The how of the campaign — call it the brain — was paired with the why — call that the heart. The heart was a gift of hope and the promise of change. That’s what the youth vote responded to in 2008. And that’s what was killed when Obama, Axelrod, or whoever, gave it up to the dead hand of the DNC.  The party had another FDR moment and pissed it away.

Then came Eric Holder and Lanny Breuer at Justice, to keep Obama’s first administration on track. Both were snatched from Covington & Burling, one of D.C.’s high-end law firms. Breuer at C&B was paid to defend the same class of criminal he now swore under oath to prosecute at Justice. You’d think there could be a shadow of the possibility of conflict of loyalties in there, or anyway a situation fraught with complications. But not a bit of that shows; look at the record. Attorney Breuer was consistent in his loyalties, and now he’s back at C&B, still unfraught.

Obama and the Democratic Party did succeed with the Affordable Care Act (March 2010), a hard won campaign waged chiefly by Nancy Pelosi. Credit where credit is due. Yet, even here, with what has to be reckoned Obama’s signature achievement, he followed and abetted the party’s bias in favor of vested corporate interest. To former Democrats like myself, any Democrat actually who remembers the party before the Democratic Leadership Council led it down the garden path, the ACA did nothing so well as define and guarantee markets for the health insurance crowd. And, why not, extended patent protection and subsidies for big pharma as well.

The nadir of Obama’s first term came appropriately enough in the trough between his reelection and his second inauguration. On the 2nd of January 2013 he signed The American Taxpayer Relief Act of 2012 making the temporary ‘Bush tax cuts’ (2001, 2003) permanent. In the shadowland between terms, maybe backdating the Act’s official title one year gave Obama an option to pretend he’d signed it when a second term was still at risk.

On 4 November 2008 I went to the polls figuring Obama had a seven percent chance of ‘turning it around,’ it being the party. (Seven percent is my standard guesstimate when I have no idea except I know the chance I’m looking for is remote.) I didn’t go in stupid. For one thing, I went knowing that Obama had outdone McCain at raising money on Wall Street. McCain, a septuagenerian, a cancer survivor, with the bear gutter on deck. In 2008 I voted Obama.

In 2012 I didn’t want to pass up the chance to vote for Elizabeth Warren. This year I had strong opinions about all four questions on the ballot. I went. Both times I voted Green.

Next time: The Silver Lining

One Response to “Thanksgiving” by Paul Hudon

  1. Brian says:

    This piece by Matt Stoller has opened my eyes to the problem of concentrated wealth and power.

--- --- ---

Answer these questions from the essay on Obama's presidency:
1. Which law firm were Eric Holder and Lanny Breuer taken from?
2. On what date did Obama sign The American Taxpayer Relief Act of 2012?
3. For which party's candidates did the writer vote in both 2012 and this year?
The entries that follow are separate material, unconnected to the essay on Obama's presidency.

--- --- ---

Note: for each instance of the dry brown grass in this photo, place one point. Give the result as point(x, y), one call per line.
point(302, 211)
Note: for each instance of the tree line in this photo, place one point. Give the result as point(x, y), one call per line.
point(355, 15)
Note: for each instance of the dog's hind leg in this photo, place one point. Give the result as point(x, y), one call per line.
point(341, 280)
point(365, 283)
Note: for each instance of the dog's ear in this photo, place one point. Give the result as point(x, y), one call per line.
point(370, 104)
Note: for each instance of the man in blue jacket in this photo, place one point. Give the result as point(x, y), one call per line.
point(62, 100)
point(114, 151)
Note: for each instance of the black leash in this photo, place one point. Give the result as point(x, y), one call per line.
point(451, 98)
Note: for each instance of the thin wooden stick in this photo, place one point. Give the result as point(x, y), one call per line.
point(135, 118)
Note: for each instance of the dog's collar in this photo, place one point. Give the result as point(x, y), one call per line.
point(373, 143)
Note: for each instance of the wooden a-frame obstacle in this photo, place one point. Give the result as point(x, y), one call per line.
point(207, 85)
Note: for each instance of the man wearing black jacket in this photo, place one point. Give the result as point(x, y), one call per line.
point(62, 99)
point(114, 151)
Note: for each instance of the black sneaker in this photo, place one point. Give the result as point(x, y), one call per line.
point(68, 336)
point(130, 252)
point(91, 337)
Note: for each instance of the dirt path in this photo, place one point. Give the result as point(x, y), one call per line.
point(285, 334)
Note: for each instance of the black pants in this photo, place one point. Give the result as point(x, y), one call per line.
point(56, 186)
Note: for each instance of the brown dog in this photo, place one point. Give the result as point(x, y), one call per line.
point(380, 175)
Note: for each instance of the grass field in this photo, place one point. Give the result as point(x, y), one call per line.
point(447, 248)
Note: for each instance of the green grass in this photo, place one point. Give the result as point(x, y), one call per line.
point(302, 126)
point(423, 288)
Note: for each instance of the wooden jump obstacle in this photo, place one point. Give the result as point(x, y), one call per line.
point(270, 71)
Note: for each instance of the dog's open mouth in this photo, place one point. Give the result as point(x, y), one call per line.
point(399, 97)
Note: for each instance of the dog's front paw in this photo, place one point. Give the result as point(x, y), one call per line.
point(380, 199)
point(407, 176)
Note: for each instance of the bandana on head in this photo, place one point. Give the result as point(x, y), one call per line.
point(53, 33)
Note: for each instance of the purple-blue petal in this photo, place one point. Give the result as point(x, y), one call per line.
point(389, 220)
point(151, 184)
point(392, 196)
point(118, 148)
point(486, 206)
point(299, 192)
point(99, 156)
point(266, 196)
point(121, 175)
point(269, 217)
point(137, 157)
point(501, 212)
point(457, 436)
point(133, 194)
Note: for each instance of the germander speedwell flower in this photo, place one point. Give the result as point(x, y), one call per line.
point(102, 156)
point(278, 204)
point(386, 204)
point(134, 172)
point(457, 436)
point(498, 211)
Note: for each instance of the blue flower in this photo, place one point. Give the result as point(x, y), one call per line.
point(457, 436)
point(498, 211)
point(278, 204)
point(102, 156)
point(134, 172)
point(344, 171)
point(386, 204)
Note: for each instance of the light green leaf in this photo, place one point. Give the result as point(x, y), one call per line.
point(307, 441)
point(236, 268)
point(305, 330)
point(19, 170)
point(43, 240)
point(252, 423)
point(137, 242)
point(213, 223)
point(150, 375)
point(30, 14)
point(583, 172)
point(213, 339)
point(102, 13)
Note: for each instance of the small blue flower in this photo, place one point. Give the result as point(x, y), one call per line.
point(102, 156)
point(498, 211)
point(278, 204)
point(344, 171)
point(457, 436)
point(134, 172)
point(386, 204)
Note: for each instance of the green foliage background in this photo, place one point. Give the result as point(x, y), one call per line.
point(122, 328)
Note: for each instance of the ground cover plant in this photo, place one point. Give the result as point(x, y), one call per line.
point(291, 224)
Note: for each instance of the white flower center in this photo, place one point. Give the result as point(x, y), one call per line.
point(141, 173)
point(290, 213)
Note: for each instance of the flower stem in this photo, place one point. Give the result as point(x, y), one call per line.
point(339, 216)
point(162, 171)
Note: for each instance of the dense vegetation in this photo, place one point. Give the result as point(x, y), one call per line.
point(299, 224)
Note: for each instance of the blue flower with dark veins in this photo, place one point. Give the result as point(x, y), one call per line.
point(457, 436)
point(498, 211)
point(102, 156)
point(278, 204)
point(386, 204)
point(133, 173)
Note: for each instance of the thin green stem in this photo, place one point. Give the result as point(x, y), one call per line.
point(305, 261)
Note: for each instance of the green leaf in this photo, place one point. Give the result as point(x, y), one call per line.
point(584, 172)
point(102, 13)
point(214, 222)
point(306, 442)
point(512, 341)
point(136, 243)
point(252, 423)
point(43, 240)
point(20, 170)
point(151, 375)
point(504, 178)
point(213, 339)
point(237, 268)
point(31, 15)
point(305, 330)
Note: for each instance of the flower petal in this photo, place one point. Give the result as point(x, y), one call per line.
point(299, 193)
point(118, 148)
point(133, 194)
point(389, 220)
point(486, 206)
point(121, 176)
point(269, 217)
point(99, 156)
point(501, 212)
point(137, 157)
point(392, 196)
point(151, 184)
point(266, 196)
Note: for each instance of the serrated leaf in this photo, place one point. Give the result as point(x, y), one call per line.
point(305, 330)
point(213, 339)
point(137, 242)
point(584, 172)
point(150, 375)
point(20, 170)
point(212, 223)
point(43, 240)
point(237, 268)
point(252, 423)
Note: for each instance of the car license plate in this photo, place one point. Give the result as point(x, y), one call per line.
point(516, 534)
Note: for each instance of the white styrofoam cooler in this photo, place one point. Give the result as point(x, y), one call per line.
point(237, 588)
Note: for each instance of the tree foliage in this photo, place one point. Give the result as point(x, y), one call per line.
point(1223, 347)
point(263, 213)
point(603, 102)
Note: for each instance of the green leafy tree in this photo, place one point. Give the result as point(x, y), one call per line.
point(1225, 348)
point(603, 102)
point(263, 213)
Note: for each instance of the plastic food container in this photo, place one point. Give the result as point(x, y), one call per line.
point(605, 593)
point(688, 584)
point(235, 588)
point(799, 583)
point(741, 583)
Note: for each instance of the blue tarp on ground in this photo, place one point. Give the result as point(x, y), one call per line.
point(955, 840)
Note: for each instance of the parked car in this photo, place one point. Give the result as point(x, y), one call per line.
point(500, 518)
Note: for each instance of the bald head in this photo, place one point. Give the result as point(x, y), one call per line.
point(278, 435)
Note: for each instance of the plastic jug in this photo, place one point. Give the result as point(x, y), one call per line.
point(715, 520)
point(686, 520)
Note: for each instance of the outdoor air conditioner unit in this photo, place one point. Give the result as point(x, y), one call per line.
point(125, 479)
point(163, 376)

--- --- ---

● **Result of this exercise**:
1. Covington & Burling
2. January 2, 2013
3. Green